Victory won in fight against curbs on right to worship

By Roy Landersen
December 14, 2020

An important victory for the constitutional right of freedom to worship was won Nov. 25 with the overturn of New York Gov. Andrew Cuomo’s discriminatory lockdown limits on churches, synagogues and other places of worship. The U.S. Supreme Court granted an injunction requested by religious groups in New York City by a 5-4 majority.

It challenged the regulations, ostensibly imposed to slow the spread of COVID-19, as “singl[ing] out houses of worship for especially harsh treatment,” finding they are unconstitutional and discriminatory compared to more expansive rules set by the governor for secular establishments. 

The lawsuits were filed by the Roman Catholic Diocese of Brooklyn, New York, and two Orthodox Jewish synagogues, also in Brooklyn. Cuomo had issued, but then rescinded for now, restrictions in coronavirus “hot spots” designated as red and orange zones that limited indoor religious gatherings to 10 and 25 people respectively. 

On behalf of the synagogues, Agud-ath Israel of America argued that the governor had specifically targeted Orthodox Jewish communities by gerrymandering the boundaries of these zones to include heavily Orthodox areas. 

“Members of this court are not public health experts, and we should respect the judgment of those with special expertise,” the unsigned majority decision says. “But even in a pandemic, the Constitution cannot be put away and forgotten.” 

“While the pandemic poses many grave challenges,” Justice Neil Gorsuch wrote in a separate concurring opinion, “there is no world in which the Constitution tolerates color-coded executive edicts that reopen liquor stores and bike shops but shutter churches, synagogues and mosques.” 

“The only explanation for treating religious places differently,” Gorsuch said, “seems to be a judgment that what happens there just isn’t as ‘essential’ as what happens in secular spaces.” 

That is exactly the kind of discrimination the First Amendment forbids,” he concluded. 

Earlier discriminatory rulings

The Supreme Court had ruled earlier this year against challenges to similar double standards set by the state governments in Nevada and California. This was before the recent appointment of Amy Coney Barrett by President Donald Trump. 

Her appointment was decried by many liberals because she is Catholic. Democratic Sen. Dianne Feinstein had lectured Coney Barrett during her previous confirmation hearing to an appeals court judgeship, telling her “the dogma lives loudly within you.” 

In a Nov. 12 talk to the Federalist Society, Justice Samuel Alito commented on the earlier Supreme Court ruling backing discriminatory limits on religious gatherings set by the governor of Nevada. Alito pointed to the danger of the rights to worship and free speech being demoted to “second class” rights. “A church, a synagogue or mosque, regardless of its size, may not admit more than 50 persons, but casinos and certain other favored facilities may admit 50% of their maximum occupancy,” he said, “and in the case of gigantic Las Vegas casinos, this means that thousands of patrons are allowed.” 

Donna Lieberman, director of the New York Civil Liberties Union, and Daniel Mach, director of the American Civil Liberties Union’s Program of Freedom of Religion and Belief, attacked the ruling. “The freedom to worship is one of our most cherished fundamental rights,” Mach said, “but it does not include a license to harm others or endanger public health.” 

Left unanswered, however, was the discriminatory difference in Cuomo’s restrictions on religious services as opposed to grocery stores, political meetings and other gathering locations. As Alito pointed out, “even a public health emergency does not absolve” the court of its “duty to defend the Constitution.”

**Entries shown:**
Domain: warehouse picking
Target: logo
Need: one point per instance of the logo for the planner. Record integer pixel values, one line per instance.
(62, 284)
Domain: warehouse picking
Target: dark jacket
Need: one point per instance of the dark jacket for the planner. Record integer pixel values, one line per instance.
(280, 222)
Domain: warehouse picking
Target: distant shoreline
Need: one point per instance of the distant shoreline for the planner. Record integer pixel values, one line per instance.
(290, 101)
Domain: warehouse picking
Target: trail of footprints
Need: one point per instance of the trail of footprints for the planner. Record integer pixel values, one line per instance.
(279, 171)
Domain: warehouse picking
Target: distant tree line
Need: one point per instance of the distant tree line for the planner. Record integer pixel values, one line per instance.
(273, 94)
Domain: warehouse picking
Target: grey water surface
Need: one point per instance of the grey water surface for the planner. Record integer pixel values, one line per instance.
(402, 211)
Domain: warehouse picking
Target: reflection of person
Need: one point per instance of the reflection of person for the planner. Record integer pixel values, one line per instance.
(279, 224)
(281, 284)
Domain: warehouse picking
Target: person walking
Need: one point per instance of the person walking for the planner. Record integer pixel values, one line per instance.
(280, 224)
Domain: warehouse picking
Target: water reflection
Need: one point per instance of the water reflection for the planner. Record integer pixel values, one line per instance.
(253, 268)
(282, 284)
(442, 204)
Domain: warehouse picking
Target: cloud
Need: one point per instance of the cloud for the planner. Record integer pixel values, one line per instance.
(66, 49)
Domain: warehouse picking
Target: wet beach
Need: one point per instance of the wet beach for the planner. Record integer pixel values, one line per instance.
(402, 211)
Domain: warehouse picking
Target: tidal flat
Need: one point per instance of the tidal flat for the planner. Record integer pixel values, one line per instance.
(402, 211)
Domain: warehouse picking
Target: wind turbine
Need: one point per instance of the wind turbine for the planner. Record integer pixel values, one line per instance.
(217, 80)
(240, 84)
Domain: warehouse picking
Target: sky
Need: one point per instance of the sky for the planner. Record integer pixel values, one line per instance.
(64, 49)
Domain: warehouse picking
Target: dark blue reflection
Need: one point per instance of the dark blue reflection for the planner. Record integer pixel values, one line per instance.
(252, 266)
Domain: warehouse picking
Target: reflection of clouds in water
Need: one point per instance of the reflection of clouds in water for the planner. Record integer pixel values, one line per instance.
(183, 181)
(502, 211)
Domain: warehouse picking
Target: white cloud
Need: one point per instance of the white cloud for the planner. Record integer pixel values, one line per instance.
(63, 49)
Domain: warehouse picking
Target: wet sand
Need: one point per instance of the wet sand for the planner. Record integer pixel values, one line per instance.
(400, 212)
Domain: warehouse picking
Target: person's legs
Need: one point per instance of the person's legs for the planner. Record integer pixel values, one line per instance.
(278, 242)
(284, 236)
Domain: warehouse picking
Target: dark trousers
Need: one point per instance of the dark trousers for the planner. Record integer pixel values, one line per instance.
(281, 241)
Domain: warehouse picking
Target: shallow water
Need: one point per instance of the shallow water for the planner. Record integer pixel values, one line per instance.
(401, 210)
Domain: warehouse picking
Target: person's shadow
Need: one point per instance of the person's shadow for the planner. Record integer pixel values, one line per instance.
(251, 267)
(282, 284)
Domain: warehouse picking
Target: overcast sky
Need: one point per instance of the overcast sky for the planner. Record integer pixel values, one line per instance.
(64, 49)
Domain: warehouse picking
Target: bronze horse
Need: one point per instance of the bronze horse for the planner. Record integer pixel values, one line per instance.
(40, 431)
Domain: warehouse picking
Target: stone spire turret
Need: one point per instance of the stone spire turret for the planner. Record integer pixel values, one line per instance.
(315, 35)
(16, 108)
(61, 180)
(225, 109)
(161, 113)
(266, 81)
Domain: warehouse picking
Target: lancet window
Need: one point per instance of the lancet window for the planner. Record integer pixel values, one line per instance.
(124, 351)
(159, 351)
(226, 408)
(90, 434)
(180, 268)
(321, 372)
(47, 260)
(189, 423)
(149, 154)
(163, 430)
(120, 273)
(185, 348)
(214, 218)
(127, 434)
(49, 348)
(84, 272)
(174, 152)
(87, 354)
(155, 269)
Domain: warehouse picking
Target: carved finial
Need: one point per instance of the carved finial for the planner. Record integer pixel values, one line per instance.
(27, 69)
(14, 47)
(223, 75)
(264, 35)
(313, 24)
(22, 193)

**Instructions for the task:**
Reproduce the stretch from "Earlier discriminatory rulings" through "President Donald Trump." in the article on the Supreme Court worship ruling, word for word. Use only the article on the Supreme Court worship ruling, not the data.

**Your solution:**
Earlier discriminatory rulings

The Supreme Court had ruled earlier this year against challenges to similar double standards set by the state governments in Nevada and California. This was before the recent appointment of Amy Coney Barrett by President Donald Trump.